The input ->
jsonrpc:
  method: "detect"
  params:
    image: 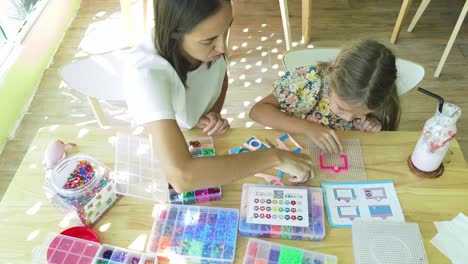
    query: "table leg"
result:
[434,0,468,78]
[302,0,312,44]
[390,0,411,44]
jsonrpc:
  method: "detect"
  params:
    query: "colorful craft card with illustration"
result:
[309,139,366,182]
[187,137,215,158]
[247,187,309,227]
[322,181,405,227]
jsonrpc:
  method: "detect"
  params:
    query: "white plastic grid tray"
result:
[114,133,169,203]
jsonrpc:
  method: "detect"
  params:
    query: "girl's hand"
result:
[353,117,382,132]
[197,112,230,136]
[279,150,315,183]
[305,125,343,154]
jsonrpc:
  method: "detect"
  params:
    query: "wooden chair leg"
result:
[390,0,411,44]
[434,0,468,78]
[302,0,312,44]
[279,0,291,50]
[408,0,431,32]
[88,96,110,127]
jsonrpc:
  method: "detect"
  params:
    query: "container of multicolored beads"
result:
[44,154,118,226]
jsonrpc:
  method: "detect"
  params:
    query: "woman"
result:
[124,0,313,192]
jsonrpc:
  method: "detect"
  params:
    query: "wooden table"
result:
[0,126,468,264]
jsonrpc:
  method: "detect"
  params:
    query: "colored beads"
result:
[102,249,112,259]
[63,160,96,189]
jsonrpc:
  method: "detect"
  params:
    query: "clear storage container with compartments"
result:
[243,238,338,264]
[44,154,118,226]
[239,184,325,241]
[147,205,239,263]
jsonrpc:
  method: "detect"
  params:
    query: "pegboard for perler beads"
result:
[114,133,169,202]
[146,205,239,263]
[243,238,338,264]
[308,139,367,181]
[239,184,325,241]
[352,219,429,264]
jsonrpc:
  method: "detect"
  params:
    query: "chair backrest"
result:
[59,49,128,101]
[283,48,424,95]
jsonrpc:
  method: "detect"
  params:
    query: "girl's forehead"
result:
[329,91,373,115]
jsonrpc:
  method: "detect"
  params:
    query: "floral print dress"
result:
[273,66,353,130]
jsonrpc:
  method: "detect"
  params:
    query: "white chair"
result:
[59,49,128,127]
[283,48,424,95]
[408,0,468,77]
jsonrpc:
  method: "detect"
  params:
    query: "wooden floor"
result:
[0,0,468,197]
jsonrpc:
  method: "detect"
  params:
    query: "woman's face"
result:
[328,91,374,122]
[182,1,232,65]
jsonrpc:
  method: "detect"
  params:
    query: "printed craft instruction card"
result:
[247,187,309,227]
[322,180,405,227]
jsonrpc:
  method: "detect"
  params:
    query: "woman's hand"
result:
[197,112,230,136]
[353,117,382,132]
[304,124,343,154]
[278,151,315,183]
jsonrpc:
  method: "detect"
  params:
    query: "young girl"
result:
[250,40,400,153]
[124,0,312,192]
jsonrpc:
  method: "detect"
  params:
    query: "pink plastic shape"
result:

The problem -> Can you turn the listing above into a Markdown table with the columns "No." and "Text", giving each line its own numbered row, skipping blank lines, and omitting the pictures?

Completed task ->
| No. | Text |
|---|---|
| 1 | jsonrpc: |
| 2 |   method: "detect" |
| 3 |   params: |
| 4 |     image:  |
| 5 |     query: "table leg" |
| 6 | result: |
| 7 | [434,0,468,78] |
| 8 | [302,0,312,44] |
| 9 | [390,0,411,44] |
| 10 | jsonrpc: |
| 11 |   method: "detect" |
| 12 |   params: |
| 13 |     query: "colorful craft card with illustration" |
| 14 | result: |
| 15 | [309,139,366,182] |
| 16 | [187,137,215,158] |
| 17 | [247,187,309,227] |
| 18 | [322,181,405,227] |
| 19 | jsonrpc: |
| 20 |   method: "detect" |
| 21 |   params: |
| 22 |     query: "white plastic grid tray" |
| 23 | result: |
| 24 | [114,133,169,203] |
| 25 | jsonrpc: |
| 26 |   method: "detect" |
| 27 |   params: |
| 28 |     query: "girl's hand" |
| 29 | result: |
| 30 | [353,117,382,132] |
| 31 | [197,112,230,136] |
| 32 | [279,150,315,183] |
| 33 | [305,125,343,154] |
| 34 | jsonrpc: |
| 35 |   method: "detect" |
| 36 |   params: |
| 37 |     query: "wooden chair leg" |
| 38 | result: |
| 39 | [390,0,411,44] |
| 40 | [434,0,468,78] |
| 41 | [302,0,312,44] |
| 42 | [279,0,291,50] |
| 43 | [408,0,431,32] |
| 44 | [88,96,110,127] |
| 45 | jsonrpc: |
| 46 |   method: "detect" |
| 47 |   params: |
| 48 |     query: "container of multicolored beads" |
| 49 | result: |
| 50 | [44,154,118,226] |
| 51 | jsonrpc: |
| 52 |   method: "detect" |
| 53 |   params: |
| 54 |     query: "woman" |
| 55 | result: |
| 56 | [124,0,313,192] |
| 57 | jsonrpc: |
| 58 |   method: "detect" |
| 59 |   params: |
| 60 |     query: "wooden table" |
| 61 | result: |
| 62 | [0,126,468,264] |
| 63 | jsonrpc: |
| 64 |   method: "detect" |
| 65 |   params: |
| 66 |     query: "colored beads" |
| 67 | result: |
| 68 | [102,249,112,259] |
| 69 | [63,160,96,189] |
| 70 | jsonrpc: |
| 71 |   method: "detect" |
| 72 |   params: |
| 73 |     query: "clear storage container with compartments" |
| 74 | result: |
| 75 | [243,238,338,264] |
| 76 | [44,154,118,226] |
| 77 | [239,184,325,241] |
| 78 | [147,205,239,263] |
| 79 | jsonrpc: |
| 80 |   method: "detect" |
| 81 |   params: |
| 82 |     query: "pegboard for perler beads" |
| 83 | result: |
| 84 | [114,133,169,202] |
| 85 | [146,205,239,263] |
| 86 | [243,238,338,264] |
| 87 | [308,139,367,181] |
| 88 | [239,184,325,241] |
| 89 | [352,219,429,264] |
| 90 | jsonrpc: |
| 91 |   method: "detect" |
| 92 |   params: |
| 93 |     query: "chair backrest" |
| 94 | result: |
| 95 | [59,49,128,101] |
| 96 | [283,48,424,95] |
| 97 | jsonrpc: |
| 98 |   method: "detect" |
| 99 |   params: |
| 100 |     query: "girl's forehead" |
| 101 | result: |
| 102 | [329,91,373,115] |
| 103 | jsonrpc: |
| 104 |   method: "detect" |
| 105 |   params: |
| 106 |     query: "floral print dress" |
| 107 | result: |
| 108 | [273,66,353,130] |
| 109 | jsonrpc: |
| 110 |   method: "detect" |
| 111 |   params: |
| 112 |     query: "white chair" |
| 113 | result: |
| 114 | [59,49,128,127] |
| 115 | [283,48,424,95] |
| 116 | [408,0,468,77] |
| 117 | jsonrpc: |
| 118 |   method: "detect" |
| 119 |   params: |
| 120 |     query: "wooden floor" |
| 121 | result: |
| 122 | [0,0,468,197] |
| 123 | jsonrpc: |
| 124 |   method: "detect" |
| 125 |   params: |
| 126 |     query: "woman's face" |
| 127 | result: |
| 128 | [328,91,374,122] |
| 129 | [182,1,232,65] |
| 130 | jsonrpc: |
| 131 |   method: "detect" |
| 132 |   params: |
| 133 |     query: "printed craft instruction card" |
| 134 | result: |
| 135 | [247,187,309,227] |
| 136 | [322,180,405,227] |
| 137 | jsonrpc: |
| 138 |   method: "detect" |
| 139 |   params: |
| 140 |     query: "woman's hand" |
| 141 | result: |
| 142 | [197,112,230,136] |
| 143 | [353,117,382,132] |
| 144 | [304,124,343,154] |
| 145 | [278,151,315,183] |
| 146 | jsonrpc: |
| 147 |   method: "detect" |
| 148 |   params: |
| 149 |     query: "young girl" |
| 150 | result: |
| 151 | [250,40,400,153] |
| 152 | [124,0,312,192] |
| 153 | jsonrpc: |
| 154 |   method: "detect" |
| 155 |   params: |
| 156 |     query: "pink plastic shape" |
| 157 | result: |